[Point placement records]

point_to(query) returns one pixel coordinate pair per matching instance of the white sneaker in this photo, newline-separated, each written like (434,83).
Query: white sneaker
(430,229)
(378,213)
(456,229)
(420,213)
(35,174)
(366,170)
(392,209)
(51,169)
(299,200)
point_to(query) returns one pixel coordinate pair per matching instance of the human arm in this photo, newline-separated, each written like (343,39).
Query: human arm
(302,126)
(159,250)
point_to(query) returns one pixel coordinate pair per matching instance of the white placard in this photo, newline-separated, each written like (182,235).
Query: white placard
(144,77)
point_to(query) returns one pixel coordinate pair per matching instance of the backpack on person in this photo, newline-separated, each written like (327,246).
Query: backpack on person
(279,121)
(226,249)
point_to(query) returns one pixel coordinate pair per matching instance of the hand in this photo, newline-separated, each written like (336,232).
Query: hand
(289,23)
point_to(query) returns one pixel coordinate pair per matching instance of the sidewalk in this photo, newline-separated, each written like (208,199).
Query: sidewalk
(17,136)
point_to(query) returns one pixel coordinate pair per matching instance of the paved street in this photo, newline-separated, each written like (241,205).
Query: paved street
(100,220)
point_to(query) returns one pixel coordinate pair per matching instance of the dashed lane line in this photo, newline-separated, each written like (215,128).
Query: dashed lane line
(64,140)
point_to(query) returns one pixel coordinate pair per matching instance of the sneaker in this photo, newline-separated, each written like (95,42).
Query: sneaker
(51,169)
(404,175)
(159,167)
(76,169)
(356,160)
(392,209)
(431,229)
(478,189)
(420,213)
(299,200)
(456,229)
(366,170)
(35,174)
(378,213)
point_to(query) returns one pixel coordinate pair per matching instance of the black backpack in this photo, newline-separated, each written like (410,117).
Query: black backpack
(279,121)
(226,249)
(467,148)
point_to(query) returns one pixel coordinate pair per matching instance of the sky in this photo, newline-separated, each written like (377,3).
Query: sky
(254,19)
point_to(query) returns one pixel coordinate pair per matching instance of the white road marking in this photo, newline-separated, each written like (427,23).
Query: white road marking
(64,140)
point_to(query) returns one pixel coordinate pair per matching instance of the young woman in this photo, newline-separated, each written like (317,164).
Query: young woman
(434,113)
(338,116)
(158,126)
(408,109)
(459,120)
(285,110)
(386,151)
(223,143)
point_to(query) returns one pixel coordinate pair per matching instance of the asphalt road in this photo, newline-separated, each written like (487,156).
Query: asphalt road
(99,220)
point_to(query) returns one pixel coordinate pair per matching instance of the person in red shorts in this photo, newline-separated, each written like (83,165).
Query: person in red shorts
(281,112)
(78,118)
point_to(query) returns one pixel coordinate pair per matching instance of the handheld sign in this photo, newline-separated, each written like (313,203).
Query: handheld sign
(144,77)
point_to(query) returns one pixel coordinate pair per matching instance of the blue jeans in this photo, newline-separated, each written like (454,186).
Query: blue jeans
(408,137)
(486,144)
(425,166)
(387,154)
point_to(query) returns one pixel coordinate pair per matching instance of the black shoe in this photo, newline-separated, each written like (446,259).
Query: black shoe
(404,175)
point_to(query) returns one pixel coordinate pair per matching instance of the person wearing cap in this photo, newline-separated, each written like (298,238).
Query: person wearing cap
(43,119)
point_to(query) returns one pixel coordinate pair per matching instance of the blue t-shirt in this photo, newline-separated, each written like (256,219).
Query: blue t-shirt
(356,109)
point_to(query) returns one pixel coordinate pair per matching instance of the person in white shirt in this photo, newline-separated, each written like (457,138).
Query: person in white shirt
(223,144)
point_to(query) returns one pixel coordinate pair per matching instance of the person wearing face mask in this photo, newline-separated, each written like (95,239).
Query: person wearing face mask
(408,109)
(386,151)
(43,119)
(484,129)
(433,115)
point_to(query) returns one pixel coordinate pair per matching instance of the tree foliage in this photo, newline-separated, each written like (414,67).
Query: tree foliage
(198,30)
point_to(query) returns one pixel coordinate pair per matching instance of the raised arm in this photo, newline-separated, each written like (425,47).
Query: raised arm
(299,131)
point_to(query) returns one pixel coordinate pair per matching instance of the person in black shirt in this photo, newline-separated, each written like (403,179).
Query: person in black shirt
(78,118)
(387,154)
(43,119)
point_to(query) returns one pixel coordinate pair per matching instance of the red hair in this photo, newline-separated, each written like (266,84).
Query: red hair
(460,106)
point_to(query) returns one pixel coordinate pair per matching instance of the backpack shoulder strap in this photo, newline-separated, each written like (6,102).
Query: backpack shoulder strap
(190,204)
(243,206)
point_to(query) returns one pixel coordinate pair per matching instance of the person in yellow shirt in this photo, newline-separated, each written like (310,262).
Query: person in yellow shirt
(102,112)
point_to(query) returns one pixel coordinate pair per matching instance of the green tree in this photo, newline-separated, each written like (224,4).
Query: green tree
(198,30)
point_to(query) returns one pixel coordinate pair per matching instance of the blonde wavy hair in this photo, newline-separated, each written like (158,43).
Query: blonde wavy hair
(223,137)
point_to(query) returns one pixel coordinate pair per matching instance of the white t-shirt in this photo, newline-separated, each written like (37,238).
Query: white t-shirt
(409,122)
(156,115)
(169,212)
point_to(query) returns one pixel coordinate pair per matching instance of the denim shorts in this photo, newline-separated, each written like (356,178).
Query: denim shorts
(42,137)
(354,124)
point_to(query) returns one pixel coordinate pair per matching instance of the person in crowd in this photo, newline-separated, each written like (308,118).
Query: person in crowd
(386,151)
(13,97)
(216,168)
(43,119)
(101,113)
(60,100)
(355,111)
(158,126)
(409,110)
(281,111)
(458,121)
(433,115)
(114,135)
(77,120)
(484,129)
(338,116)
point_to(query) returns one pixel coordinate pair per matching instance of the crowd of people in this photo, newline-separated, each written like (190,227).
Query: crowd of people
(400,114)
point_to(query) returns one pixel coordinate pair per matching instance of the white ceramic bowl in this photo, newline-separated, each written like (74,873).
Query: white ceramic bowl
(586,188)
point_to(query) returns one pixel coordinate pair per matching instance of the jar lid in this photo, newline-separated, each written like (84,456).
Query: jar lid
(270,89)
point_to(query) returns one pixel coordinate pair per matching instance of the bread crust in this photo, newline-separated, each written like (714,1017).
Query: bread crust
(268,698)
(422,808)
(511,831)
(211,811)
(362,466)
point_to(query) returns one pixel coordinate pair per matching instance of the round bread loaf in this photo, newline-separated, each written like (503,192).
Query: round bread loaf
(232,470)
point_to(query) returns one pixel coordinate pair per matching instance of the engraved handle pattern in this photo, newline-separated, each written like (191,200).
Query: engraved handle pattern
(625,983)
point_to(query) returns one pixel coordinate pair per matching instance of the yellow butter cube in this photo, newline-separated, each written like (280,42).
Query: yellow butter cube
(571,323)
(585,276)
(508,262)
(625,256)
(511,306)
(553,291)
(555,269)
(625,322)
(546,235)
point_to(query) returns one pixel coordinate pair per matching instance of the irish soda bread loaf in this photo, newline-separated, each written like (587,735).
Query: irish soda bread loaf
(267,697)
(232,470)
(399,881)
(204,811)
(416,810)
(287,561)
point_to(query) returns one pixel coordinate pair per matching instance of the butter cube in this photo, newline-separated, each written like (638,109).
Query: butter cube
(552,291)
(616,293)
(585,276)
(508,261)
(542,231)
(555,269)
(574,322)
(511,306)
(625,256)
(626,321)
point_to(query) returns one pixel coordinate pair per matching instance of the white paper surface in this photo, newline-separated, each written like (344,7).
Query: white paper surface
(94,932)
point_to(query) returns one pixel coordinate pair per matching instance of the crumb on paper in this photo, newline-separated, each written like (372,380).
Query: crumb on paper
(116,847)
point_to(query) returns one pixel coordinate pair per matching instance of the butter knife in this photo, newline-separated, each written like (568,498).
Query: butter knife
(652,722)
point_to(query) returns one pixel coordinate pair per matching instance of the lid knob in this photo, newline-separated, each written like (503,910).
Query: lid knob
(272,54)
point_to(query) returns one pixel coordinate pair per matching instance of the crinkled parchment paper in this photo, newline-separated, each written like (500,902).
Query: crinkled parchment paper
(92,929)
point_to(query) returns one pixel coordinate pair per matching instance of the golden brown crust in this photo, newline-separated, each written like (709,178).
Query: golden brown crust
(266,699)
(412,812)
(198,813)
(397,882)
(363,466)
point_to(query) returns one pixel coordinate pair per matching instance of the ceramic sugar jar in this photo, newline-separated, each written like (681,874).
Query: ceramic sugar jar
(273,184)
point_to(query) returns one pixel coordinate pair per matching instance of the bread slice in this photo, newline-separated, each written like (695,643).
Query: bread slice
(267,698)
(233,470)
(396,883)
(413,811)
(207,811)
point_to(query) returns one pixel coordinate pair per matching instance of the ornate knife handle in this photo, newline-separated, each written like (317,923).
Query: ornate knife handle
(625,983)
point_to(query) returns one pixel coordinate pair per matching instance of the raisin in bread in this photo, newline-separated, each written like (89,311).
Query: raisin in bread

WHAT YOU NEED TO DO. Repeat only the stretch of lines that begins at the line containing "written like (681,874)." and ends at the last line above, both included.

FINAL RESULT.
point_to(query) returns one pixel coordinate pair per matching instance of the ceramic sugar jar in this photo, newline-separated, each written like (681,874).
Query: ceramic sugar jar
(273,184)
point_to(query) returns one pixel coordinate pair per matching instance of the bread slice in this photo, newline-separated, each written like (695,643).
Query: bread slice
(267,698)
(233,470)
(396,883)
(413,811)
(207,811)
point_to(query) returns one pixel coordinate pair per matching instance of the ornate knife handle in this photo, newline-separated, each written like (317,923).
Query: ornate knife handle
(625,983)
point_to(query) returns one pixel coordinate pair per matching instance of the raisin in bread in this photo, newline-separated, each written like (89,311).
Query: raisin in bread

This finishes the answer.